======== Input ========
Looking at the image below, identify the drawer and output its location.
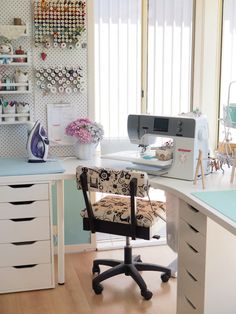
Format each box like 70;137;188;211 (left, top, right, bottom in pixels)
177;291;202;314
178;237;205;282
178;266;204;309
0;183;49;203
179;218;206;255
0;264;54;293
0;217;51;243
0;200;50;220
0;240;52;267
179;200;206;235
========
### [What the task requires]
When repeating the entries, leave out every picture and keep the rest exact.

### [Answer section]
Looking at the image below, identify the drawer and output its location.
Format each box like 70;137;188;211 (left, top, right, bottom in pixels)
177;291;202;314
178;237;205;282
178;266;204;309
0;183;49;203
179;218;206;255
0;264;54;293
0;217;51;243
0;200;50;220
0;240;52;267
179;200;206;235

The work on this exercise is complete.